▶ **DIRECTIVE 1**: Select every line in the listing below that contains the word "metal", and copy each one. Treat uppercase and lowercase as different.

Oral History: JoAnn Fregalette Jansen

By Alison Burstein, Curator, Media & Engagement and Matthew Lyons, Curator

 

As The Kitchen approaches its 50th anniversary in 2021, we have been working to expand the collective understanding of our institution’s history by organizing a series of public conversations among artists who have presented work at the institution across the decades. Alongside these public programs, we have been conducting a series of oral histories with artists and other practitioners who have both shown at The Kitchen and served on staff in various capacities.

One area that has been central to our research thus far is the history of The Kitchen’s dance program in the 1980s and 1990s: the now-postponed Choreographers Convening (which had been scheduled to take place on March 21, 2020) will bring together a range of artists to discuss their experiences presenting and programming work at the institution during this period. As a complement to this event, we will be speaking to additional choreographers who worked with The Kitchen in these years. For the first of these oral histories, Curator Matthew Lyons and Curator of Media and Engagement Alison Burstein spoke to JoAnn Fregalette Jansen, The Kitchen’s Dance Curator from 1992–1994.


JoAnn Fregalette Jansen first presented work at The Kitchen as a participant in the winter/spring 1991 season of Working in The Kitchen. Initiated in 1990, this bi-annual workshop program invited a select group of choreographers to spend five-months creating work, sharing information, and receiving feedback from one another (a previous blog post traces the evolution of the Working in The Kitchen series from the ’90s through today). Each iteration of the program culminated in a presentation of new works by the participating choreographers. Fregalette Jansen and her peers in Working in the Kitchen (Brenda Angielczyk, Ellen Fisher, Barbara Hofrenning, John Jasperse, Amy Pivar, Meg Stuart, and Rebekah Windmiller) presented works across two separate programs from March 1–3, 1991.

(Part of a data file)
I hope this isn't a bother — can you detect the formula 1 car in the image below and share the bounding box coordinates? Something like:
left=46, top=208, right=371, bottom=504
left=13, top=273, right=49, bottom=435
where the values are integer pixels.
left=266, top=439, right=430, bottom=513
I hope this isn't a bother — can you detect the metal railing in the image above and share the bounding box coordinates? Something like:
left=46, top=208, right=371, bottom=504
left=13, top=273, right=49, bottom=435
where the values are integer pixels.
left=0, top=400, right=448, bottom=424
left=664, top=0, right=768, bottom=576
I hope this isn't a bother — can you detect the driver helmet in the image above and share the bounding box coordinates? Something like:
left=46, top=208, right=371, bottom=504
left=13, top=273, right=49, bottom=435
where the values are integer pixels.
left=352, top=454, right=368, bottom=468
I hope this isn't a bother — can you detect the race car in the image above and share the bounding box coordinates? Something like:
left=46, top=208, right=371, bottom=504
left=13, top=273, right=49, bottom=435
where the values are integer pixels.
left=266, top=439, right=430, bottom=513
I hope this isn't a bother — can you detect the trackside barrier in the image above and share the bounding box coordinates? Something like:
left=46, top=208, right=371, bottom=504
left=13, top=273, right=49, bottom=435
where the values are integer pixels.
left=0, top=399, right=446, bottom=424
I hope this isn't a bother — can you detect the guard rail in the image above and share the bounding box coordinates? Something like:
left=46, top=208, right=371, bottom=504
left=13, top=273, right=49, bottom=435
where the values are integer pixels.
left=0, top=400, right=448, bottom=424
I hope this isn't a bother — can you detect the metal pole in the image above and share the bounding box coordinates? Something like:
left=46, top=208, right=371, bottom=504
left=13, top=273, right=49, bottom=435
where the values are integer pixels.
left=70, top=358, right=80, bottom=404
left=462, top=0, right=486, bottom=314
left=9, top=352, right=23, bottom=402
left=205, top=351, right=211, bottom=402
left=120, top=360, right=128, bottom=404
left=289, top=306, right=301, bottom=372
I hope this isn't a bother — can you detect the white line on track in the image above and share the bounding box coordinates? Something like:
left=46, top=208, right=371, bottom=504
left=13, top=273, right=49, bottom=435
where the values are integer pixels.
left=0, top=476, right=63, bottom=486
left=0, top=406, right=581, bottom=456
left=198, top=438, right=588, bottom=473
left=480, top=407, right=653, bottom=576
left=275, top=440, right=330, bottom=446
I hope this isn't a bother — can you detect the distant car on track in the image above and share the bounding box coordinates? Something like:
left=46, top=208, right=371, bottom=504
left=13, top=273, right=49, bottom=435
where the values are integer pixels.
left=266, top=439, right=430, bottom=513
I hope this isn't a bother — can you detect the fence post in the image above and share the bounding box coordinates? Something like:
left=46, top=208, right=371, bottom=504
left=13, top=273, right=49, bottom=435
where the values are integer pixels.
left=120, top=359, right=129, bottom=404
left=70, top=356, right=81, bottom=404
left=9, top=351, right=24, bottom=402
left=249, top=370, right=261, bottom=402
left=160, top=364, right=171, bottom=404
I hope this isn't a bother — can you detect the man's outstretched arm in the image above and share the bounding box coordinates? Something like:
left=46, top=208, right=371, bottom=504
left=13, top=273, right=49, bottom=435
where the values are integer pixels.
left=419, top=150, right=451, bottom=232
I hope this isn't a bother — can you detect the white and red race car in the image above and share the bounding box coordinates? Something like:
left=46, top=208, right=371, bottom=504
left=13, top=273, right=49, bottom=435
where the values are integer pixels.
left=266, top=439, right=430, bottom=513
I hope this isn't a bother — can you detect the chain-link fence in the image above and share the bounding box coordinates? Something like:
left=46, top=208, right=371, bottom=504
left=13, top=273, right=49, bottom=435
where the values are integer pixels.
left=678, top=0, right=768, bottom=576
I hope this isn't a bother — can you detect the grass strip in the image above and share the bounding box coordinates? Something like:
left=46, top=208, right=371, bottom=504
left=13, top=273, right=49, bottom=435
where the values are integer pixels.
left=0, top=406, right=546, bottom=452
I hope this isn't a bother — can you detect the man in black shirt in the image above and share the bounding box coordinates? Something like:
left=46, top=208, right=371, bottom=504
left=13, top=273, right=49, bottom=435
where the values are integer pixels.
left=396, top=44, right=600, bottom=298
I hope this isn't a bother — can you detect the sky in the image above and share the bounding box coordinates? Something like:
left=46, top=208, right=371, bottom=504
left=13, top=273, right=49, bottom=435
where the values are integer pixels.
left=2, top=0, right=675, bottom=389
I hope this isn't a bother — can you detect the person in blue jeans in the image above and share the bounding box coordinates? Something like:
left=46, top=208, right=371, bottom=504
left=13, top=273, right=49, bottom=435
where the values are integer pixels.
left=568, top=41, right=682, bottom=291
...
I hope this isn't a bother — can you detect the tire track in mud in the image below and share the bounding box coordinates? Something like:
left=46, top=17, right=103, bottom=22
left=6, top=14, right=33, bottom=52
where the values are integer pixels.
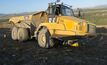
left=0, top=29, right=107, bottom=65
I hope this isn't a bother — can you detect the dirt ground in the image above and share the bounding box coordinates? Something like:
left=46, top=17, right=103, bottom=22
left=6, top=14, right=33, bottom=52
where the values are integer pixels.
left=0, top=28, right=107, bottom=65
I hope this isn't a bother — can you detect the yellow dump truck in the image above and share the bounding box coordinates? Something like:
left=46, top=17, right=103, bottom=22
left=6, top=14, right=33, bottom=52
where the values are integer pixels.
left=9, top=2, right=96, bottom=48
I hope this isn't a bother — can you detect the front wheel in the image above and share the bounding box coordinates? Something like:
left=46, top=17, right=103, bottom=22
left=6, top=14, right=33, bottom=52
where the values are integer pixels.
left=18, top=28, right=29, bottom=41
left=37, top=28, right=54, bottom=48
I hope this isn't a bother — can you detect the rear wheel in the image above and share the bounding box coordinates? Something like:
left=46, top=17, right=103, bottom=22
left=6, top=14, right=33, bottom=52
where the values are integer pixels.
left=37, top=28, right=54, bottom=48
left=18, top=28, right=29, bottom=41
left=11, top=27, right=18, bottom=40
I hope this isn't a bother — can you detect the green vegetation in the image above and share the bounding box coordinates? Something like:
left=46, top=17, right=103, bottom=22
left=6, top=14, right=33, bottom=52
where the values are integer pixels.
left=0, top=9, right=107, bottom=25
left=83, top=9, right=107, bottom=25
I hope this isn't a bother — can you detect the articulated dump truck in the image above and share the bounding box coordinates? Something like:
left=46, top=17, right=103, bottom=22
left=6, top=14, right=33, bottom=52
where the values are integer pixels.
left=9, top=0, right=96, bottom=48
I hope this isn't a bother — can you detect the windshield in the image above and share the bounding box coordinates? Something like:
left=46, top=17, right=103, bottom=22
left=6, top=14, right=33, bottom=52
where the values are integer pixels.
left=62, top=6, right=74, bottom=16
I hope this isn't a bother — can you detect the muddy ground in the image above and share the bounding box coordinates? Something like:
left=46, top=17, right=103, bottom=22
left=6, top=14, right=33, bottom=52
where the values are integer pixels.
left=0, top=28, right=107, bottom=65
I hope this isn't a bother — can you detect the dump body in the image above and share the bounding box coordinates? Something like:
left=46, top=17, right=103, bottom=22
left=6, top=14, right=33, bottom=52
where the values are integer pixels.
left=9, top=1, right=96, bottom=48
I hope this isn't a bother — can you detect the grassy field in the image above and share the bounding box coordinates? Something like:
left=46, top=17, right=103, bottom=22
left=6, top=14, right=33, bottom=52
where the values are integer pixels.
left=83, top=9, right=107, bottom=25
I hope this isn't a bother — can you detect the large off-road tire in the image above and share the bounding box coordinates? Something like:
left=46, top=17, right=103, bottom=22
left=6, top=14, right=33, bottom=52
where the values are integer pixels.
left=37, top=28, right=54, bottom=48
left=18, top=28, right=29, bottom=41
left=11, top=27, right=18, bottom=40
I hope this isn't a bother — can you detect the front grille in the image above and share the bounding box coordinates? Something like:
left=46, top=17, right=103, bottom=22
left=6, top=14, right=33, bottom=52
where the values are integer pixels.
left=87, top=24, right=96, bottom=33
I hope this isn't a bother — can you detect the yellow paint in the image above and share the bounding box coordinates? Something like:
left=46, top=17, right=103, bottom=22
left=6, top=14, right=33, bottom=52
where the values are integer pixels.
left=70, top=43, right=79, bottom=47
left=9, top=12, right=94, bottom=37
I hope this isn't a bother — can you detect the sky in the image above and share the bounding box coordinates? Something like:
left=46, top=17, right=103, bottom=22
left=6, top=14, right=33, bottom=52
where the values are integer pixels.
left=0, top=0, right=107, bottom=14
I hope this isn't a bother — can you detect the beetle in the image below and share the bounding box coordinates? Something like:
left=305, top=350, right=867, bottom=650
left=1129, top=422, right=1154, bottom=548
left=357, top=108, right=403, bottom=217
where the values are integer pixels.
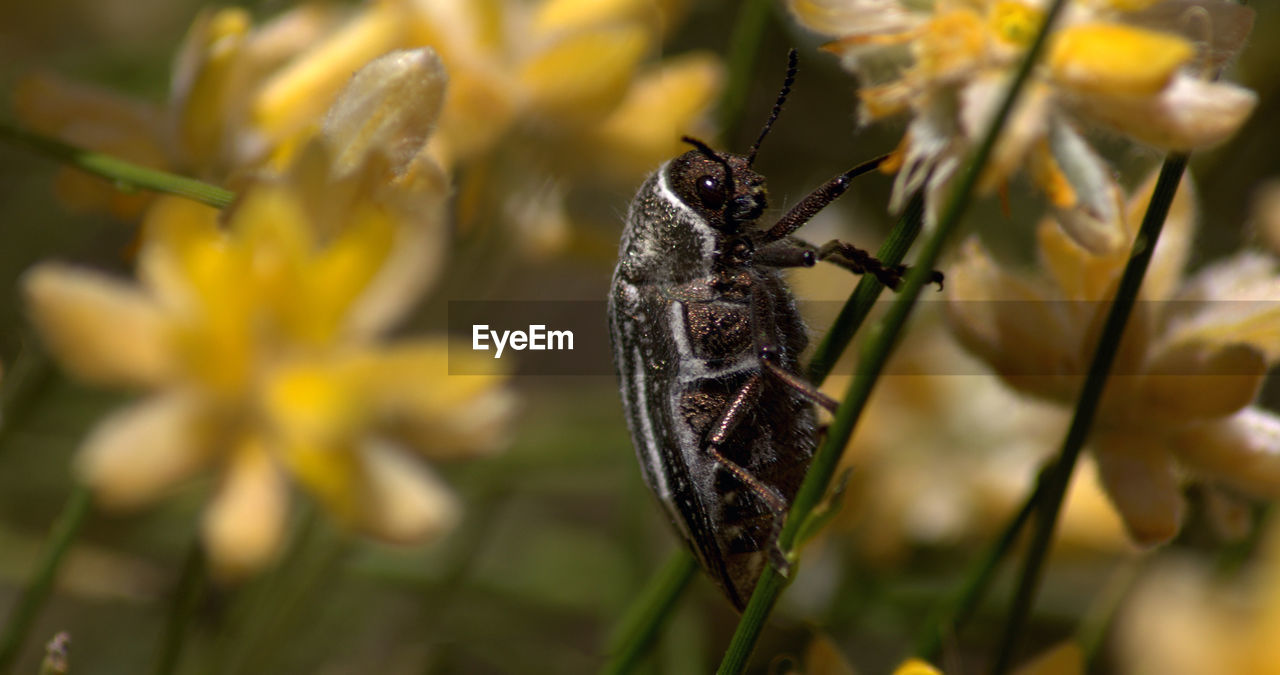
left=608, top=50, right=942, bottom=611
---
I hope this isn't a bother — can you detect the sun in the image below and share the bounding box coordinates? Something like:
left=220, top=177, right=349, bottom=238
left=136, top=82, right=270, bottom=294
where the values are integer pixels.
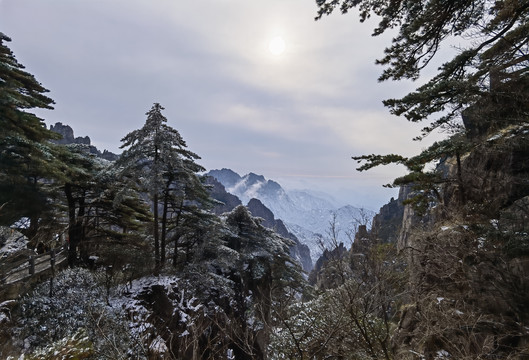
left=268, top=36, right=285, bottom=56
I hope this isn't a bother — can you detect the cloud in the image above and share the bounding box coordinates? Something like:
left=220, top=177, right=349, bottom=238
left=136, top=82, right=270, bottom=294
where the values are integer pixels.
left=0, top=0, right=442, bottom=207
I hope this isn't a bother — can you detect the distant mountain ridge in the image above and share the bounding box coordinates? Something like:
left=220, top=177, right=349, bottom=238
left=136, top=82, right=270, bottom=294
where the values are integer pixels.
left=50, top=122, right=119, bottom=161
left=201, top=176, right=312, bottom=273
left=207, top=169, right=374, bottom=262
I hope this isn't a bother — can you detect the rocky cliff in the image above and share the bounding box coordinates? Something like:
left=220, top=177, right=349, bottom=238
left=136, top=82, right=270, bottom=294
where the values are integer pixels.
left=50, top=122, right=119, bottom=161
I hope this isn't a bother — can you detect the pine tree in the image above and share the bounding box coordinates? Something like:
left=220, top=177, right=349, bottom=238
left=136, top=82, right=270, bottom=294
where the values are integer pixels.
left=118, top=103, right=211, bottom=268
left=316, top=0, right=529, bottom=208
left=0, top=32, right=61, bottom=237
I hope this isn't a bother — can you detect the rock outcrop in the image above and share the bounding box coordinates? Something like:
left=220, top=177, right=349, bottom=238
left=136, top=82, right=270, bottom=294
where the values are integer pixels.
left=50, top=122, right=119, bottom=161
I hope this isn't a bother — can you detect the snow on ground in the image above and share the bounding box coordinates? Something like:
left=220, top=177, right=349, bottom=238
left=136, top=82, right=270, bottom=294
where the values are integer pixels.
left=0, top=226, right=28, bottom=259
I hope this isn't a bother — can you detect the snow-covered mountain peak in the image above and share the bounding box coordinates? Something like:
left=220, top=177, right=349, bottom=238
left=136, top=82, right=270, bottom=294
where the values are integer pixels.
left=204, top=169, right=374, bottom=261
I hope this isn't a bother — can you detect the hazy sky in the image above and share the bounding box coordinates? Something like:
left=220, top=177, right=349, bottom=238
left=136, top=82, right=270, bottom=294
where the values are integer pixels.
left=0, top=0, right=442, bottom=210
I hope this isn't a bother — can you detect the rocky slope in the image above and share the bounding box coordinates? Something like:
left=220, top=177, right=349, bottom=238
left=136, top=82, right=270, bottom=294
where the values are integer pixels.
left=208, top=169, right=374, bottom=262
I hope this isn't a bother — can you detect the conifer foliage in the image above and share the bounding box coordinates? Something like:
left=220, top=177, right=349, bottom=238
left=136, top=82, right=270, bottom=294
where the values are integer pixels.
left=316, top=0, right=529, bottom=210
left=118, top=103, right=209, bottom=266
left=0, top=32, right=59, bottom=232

▶ **DIRECTIVE 2**: Pick up the article on JoAnn Fregalette Jansen's oral history with The Kitchen and keep writing from its last sentence.

▶ **WRITTEN RESPONSE 1**:
I hope this isn't a bother — can you detect the metal railing in the image above and share the bounding box coordinates? Something like:
I hope this isn't a bother — can you detect the metal pole in the image above and share the bounding box coordinates? Something like:

▶ **WRITTEN RESPONSE 2**:
The following year, Fregalette Jansen returned to The Kitchen with her company J. Fregalette Jansen Dance to stage A Short History of Mirrors from April 9–12, 1992. The artist presented the eponymous piece alongside two other recent works, The Extravagance of Laughter and Albino Olympia (the piece she had developed and presented the previous year as part of Working in The Kitchen). According to the program’s press releaseA Short History of Mirrors “explores an ever-deepening separation between ‘self’ and ‘other,’ involving the path from infancy to adulthood.” Shortly after this presentation of her work, Fregalette Jansen took on the position of Dance Curator at The Kitchen.

What follows is a selection of highlights from Fregalette Jansen’s oral history detailing her involvement with the institution both before and during her tenure on staff.


Jansen Reflects on Her Early Career as a Dancer in New York

At that point in the late ’70s and early ’80s, most of the good dancers in New York were studying with a ballet teacher named Maggie Black. She was very innovative. She had a one o’clock class that combined the “star” ballet dancers and the “star” modern dancers—like those from Dan Wagoner’s Company, Twyla Tharp’s Company, Paul Taylor’s Company and then from the New York City Ballet and American Ballet Theater. We were all in a class together. Now, that was a phenomenon that I don’t think ever had occurred, or has occurred since. The melding of all of those disciplines and the different types of animals that got into each of those different disciplines was extraordinary and so informative about human nature.

I danced with Wagoner’s company for nine years, and was his rehearsal director. And then Tharp wanted me to be her rehearsal director. But I was very close at the time with lighting designer Jennifer Tipton, and she said, “you can’t do that because you’ve been a rehearsal director now for five or six years. You could do that job again, but what will happen is you will never do your own creative work.” So I didn’t do it, and I started to focus on my own choreography instead.

At that point, I had been in the New York dance world for ten or twelve years. And so I knew everybody. I knew every performance space—P.S. 122, Dance Theater Workshop, The Kitchen—and when you start creating your own choreography, you start learning where might you fit in.

So, that’s how I came upon The Kitchen because I felt like they were doing work that wasn’t a certain prescription of behavior or system. And I knew some other people there.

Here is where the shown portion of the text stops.